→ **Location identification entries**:
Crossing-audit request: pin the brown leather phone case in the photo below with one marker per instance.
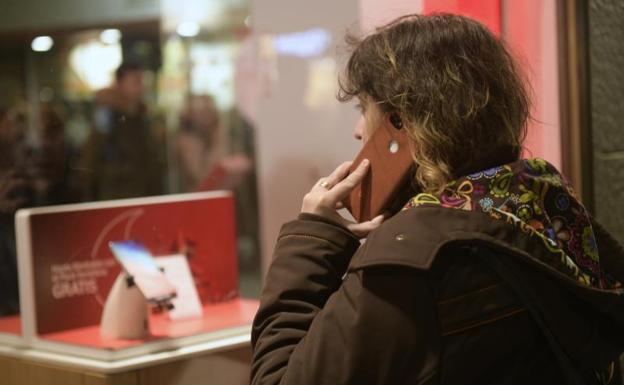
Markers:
(388, 176)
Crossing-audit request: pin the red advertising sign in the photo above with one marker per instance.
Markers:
(74, 269)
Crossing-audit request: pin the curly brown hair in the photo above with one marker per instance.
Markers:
(455, 87)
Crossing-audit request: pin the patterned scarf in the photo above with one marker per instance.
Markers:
(533, 196)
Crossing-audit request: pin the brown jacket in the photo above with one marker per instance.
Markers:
(418, 303)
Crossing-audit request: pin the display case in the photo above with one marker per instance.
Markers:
(66, 271)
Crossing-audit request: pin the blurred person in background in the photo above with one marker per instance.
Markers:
(15, 192)
(124, 156)
(204, 164)
(55, 177)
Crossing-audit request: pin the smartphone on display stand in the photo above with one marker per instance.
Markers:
(388, 184)
(139, 263)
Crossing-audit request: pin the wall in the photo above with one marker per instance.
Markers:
(530, 29)
(606, 34)
(37, 15)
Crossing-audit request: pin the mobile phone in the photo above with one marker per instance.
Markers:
(387, 185)
(139, 263)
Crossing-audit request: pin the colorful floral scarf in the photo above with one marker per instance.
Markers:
(532, 195)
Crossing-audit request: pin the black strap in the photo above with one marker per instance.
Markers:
(569, 372)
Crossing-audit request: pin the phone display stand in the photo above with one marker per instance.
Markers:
(125, 314)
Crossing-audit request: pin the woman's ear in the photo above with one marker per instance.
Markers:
(395, 119)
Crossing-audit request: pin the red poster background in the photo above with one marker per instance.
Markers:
(204, 230)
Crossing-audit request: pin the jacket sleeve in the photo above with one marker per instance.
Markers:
(313, 327)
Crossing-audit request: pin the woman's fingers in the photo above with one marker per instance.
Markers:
(342, 189)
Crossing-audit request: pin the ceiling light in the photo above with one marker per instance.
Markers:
(110, 36)
(188, 29)
(42, 43)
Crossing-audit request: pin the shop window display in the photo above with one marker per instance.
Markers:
(94, 108)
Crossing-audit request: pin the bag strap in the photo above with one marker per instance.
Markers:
(569, 372)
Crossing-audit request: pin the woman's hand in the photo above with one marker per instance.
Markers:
(327, 194)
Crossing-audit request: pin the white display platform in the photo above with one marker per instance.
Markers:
(213, 343)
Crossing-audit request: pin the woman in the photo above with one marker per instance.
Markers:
(494, 274)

→ **WORK INSTRUCTIONS**: Reproduce the data from the line containing "Crossing-audit request: pin the white" through the end of the data, inclusive, swapping "platform" for "pedestal" and leaving everything else unchanged.

→ **OUTPUT BELOW**:
Crossing-audit request: pin the white display pedestal in the photo above with one marker per instance.
Markers:
(213, 343)
Crossing-audit request: pin the woman in the photo above with one marker per instance.
Markers:
(494, 274)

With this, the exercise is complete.